> _TÂCHE À RÉALISER_:
Répondez à ces questions à partir de l'extrait sur le repos dominical :
(a) Quel journal relaie les propos de Pierre Moscovici favorable à « plus de liberté » ?
(b) Selon Le Figaro, qu'est-ce qui pourrait ne pas être accordé ?
(c) Quelle phrase du président du Front de gauche est montrée en gros plan ?

> _EXTRAIT DE PAGE_:

Où le vent soufflera-t-il ? Certains semblent savoir déjà ce qui pourrait être le cœur des propositions. Le Monde relaie, comme pour préparer la sortie du rapport, les propos de Pierre Moscovici favorable à « plus de liberté ». D’autres comme Le Figaro titrent que les dérogations demandées par les magasins de bricolage pourraient ne pas être accordées. Le Grand Journal de Canal + présente de son côté à son invité Jean-Luc Mélenchon, sur le mode caustique, la proposition de Pierre Moscovivi (13’10-15’13). Morceau d’anthologie avec le gros plan sur le « Ça me dégoûte » du président du Front de gauche. On le comprend… Depuis le début de ce dossier, rarement personnalité politique en vue aura défendu le repos dominical avec pareille fougue et pareil talent.

> _ENTRÉES_:
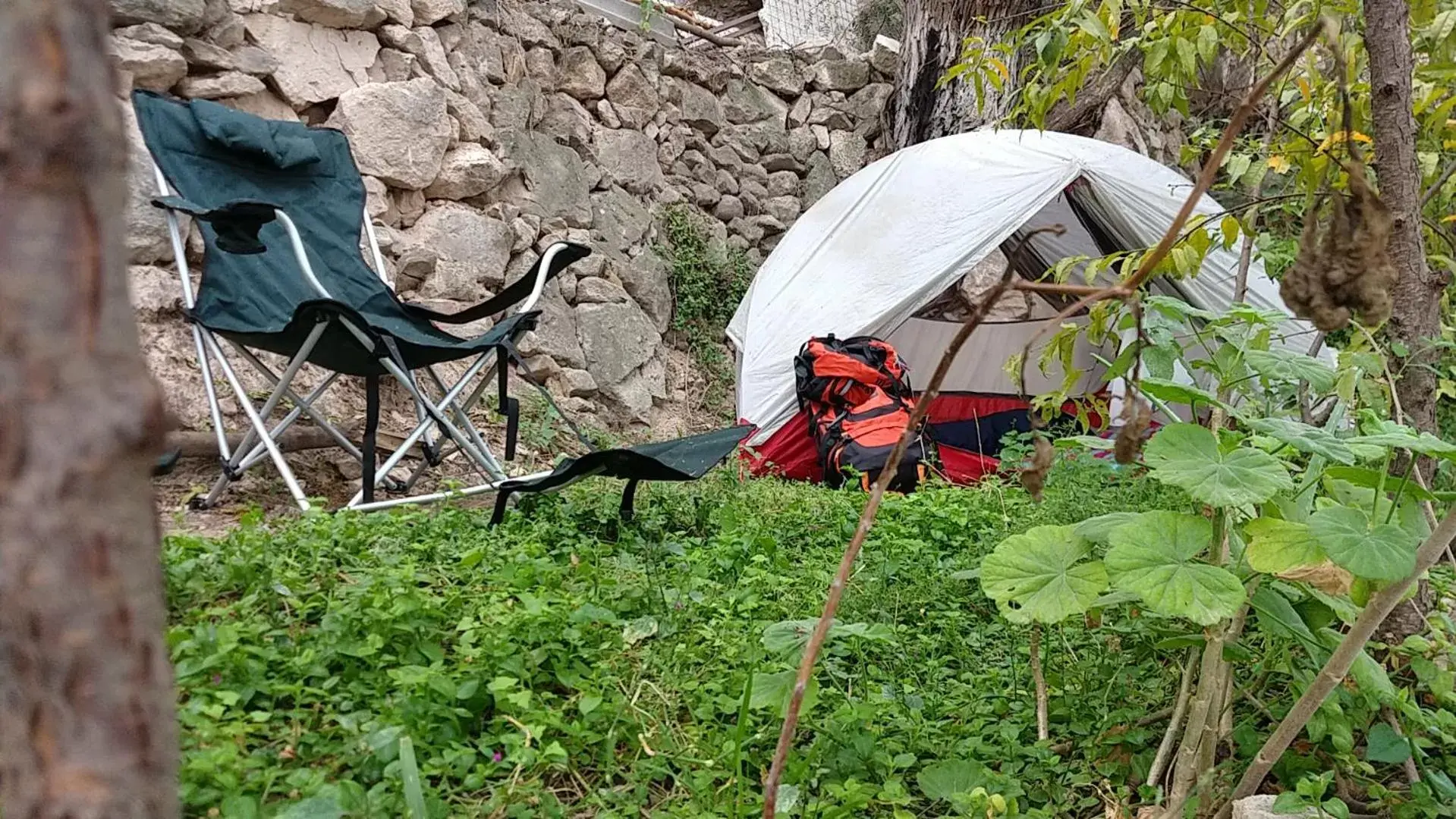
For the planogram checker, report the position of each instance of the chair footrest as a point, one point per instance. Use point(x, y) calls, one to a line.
point(676, 460)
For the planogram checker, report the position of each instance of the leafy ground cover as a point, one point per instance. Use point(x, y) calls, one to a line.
point(570, 665)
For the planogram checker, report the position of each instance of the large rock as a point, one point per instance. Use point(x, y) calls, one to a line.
point(552, 180)
point(153, 67)
point(779, 76)
point(147, 237)
point(555, 334)
point(839, 76)
point(315, 63)
point(398, 12)
point(399, 131)
point(467, 171)
point(621, 218)
point(746, 102)
point(700, 108)
point(570, 123)
point(430, 12)
point(335, 14)
point(182, 17)
point(472, 248)
point(264, 105)
point(578, 73)
point(646, 280)
point(150, 33)
point(635, 393)
point(220, 86)
point(632, 90)
point(819, 179)
point(631, 159)
point(616, 339)
point(846, 153)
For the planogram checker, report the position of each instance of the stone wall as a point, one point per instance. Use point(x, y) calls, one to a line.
point(488, 131)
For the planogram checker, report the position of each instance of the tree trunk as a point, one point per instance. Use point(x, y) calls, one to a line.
point(1416, 319)
point(935, 33)
point(85, 681)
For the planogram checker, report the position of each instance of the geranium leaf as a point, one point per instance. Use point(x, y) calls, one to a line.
point(1384, 551)
point(1098, 529)
point(1158, 560)
point(1037, 572)
point(1187, 456)
point(1294, 367)
point(1278, 546)
point(1310, 440)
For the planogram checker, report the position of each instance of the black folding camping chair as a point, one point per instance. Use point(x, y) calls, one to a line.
point(281, 207)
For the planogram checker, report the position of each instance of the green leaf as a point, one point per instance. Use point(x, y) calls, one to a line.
point(1372, 676)
point(1187, 456)
point(1229, 228)
point(788, 799)
point(410, 774)
point(1289, 802)
point(951, 777)
point(1175, 393)
point(1158, 559)
point(1280, 617)
point(1384, 745)
point(1384, 551)
point(773, 692)
point(1310, 440)
point(1207, 42)
point(312, 808)
point(1292, 367)
point(1040, 575)
point(638, 630)
point(1394, 435)
point(1099, 527)
point(1278, 546)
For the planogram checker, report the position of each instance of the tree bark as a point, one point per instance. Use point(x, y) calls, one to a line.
point(935, 33)
point(1416, 319)
point(85, 681)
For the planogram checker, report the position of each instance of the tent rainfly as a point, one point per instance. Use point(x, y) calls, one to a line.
point(888, 240)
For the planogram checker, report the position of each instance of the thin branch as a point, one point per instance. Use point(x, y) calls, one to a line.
point(866, 519)
point(1165, 748)
point(1440, 180)
point(1411, 773)
point(1210, 166)
point(1338, 665)
point(1040, 681)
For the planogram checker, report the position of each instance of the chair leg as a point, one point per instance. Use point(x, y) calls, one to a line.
point(449, 428)
point(258, 425)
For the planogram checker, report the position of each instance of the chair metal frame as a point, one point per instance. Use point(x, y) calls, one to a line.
point(434, 418)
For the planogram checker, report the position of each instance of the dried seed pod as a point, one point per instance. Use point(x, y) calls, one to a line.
point(1034, 478)
point(1137, 416)
point(1346, 269)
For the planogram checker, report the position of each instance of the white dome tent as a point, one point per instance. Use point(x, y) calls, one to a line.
point(895, 236)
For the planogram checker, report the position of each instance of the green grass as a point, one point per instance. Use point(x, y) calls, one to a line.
point(571, 665)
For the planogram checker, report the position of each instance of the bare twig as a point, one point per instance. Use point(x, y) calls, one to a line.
point(1165, 748)
point(866, 519)
point(1040, 681)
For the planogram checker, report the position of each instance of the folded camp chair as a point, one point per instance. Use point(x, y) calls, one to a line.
point(280, 207)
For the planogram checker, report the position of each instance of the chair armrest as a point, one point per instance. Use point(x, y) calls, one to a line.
point(236, 223)
point(529, 287)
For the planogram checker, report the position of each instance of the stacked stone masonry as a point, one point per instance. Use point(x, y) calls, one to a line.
point(489, 130)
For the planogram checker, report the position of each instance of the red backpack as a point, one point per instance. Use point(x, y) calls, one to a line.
point(858, 397)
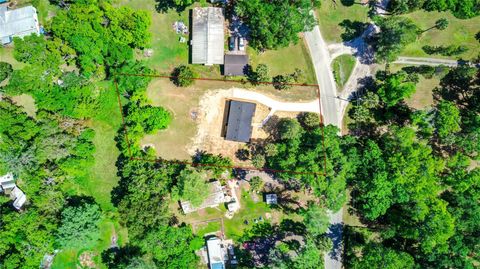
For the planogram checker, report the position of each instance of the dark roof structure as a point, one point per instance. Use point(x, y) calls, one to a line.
point(239, 124)
point(235, 64)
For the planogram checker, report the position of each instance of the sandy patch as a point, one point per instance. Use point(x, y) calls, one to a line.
point(211, 119)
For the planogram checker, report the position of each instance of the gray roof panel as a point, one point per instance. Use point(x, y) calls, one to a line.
point(239, 124)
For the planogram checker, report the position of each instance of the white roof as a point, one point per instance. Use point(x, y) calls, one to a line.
point(208, 36)
point(18, 22)
point(215, 253)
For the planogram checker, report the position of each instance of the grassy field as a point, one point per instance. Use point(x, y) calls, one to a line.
point(102, 177)
point(342, 69)
point(106, 123)
point(172, 142)
point(458, 32)
point(234, 227)
point(331, 15)
point(67, 259)
point(423, 96)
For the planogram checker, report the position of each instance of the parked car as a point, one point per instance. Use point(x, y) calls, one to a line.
point(241, 43)
point(231, 43)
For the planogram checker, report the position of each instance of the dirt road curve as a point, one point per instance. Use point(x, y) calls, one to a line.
point(277, 105)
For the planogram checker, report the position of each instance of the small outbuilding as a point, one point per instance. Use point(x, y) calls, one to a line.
point(217, 254)
point(235, 65)
point(18, 22)
point(239, 123)
point(208, 35)
point(271, 199)
point(8, 187)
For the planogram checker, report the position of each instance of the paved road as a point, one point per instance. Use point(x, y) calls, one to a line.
point(331, 111)
point(321, 63)
point(275, 105)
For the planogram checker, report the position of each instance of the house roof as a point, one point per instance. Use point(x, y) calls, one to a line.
point(271, 198)
point(239, 124)
point(18, 22)
point(207, 35)
point(235, 64)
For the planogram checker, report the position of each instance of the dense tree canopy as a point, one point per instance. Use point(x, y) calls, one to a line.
point(101, 35)
point(460, 8)
point(275, 24)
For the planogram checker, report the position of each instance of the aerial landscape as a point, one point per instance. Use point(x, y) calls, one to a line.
point(216, 134)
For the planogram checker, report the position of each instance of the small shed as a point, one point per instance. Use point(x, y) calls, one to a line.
point(208, 35)
point(239, 123)
point(235, 64)
point(271, 199)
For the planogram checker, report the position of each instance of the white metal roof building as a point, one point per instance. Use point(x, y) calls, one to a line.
point(18, 22)
point(207, 35)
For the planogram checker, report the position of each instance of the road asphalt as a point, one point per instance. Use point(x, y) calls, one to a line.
point(321, 63)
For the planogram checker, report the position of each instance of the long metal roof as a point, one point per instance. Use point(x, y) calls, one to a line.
point(18, 22)
point(239, 124)
point(207, 35)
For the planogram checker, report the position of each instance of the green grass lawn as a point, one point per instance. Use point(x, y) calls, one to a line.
point(330, 16)
point(342, 69)
point(458, 32)
point(68, 258)
point(45, 10)
point(106, 124)
point(168, 52)
point(102, 177)
point(249, 211)
point(233, 227)
point(423, 95)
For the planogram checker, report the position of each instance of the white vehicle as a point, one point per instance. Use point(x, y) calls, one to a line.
point(241, 43)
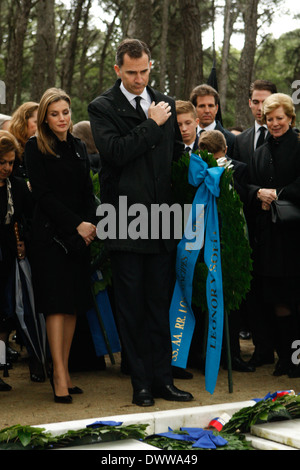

> _RÉPONSE RÉDIGÉE_:
(a) Le Monde.
(b) Les dérogations demandées par les magasins de bricolage.
(c) « Ça me dégoûte ».